Goal of the exercise:
From the entries below, return only the lines starting at the one that contains "In this photo, point at the tall" and ending at the one that contains "In this photo, point at the curb, one", exactly as they stand.

Supplied data:
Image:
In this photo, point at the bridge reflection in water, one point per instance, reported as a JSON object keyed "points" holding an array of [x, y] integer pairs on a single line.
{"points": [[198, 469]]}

==

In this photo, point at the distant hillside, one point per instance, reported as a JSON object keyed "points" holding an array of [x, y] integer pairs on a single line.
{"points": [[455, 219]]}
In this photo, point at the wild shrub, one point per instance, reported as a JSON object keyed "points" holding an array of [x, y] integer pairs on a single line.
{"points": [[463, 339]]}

--

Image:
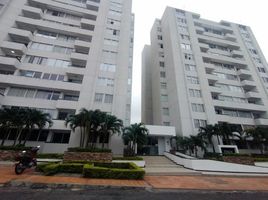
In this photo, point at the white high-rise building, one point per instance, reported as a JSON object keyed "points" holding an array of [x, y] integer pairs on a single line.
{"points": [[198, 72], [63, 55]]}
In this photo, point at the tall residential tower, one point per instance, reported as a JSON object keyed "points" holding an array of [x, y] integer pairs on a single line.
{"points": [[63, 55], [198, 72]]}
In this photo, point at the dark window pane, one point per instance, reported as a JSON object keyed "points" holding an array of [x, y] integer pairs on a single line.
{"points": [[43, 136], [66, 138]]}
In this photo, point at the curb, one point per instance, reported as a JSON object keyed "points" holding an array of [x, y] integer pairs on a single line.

Solution for this exercise:
In this photo, point at the tall residential tower, one point per instance, reported as a JSON object keyed "points" holding an array of [x, y] integer pairs on a single line.
{"points": [[63, 55], [198, 72]]}
In this photo, point at the dark window pane, one point per instance, reported as a JSON object keyed "points" holding an array of [x, y] integer pairs on a single line.
{"points": [[43, 136], [66, 138]]}
In this photo, point at the curb, one point per instance, reported as a JSON object keyed "points" holding an array of [x, y] integer pairs on a single line.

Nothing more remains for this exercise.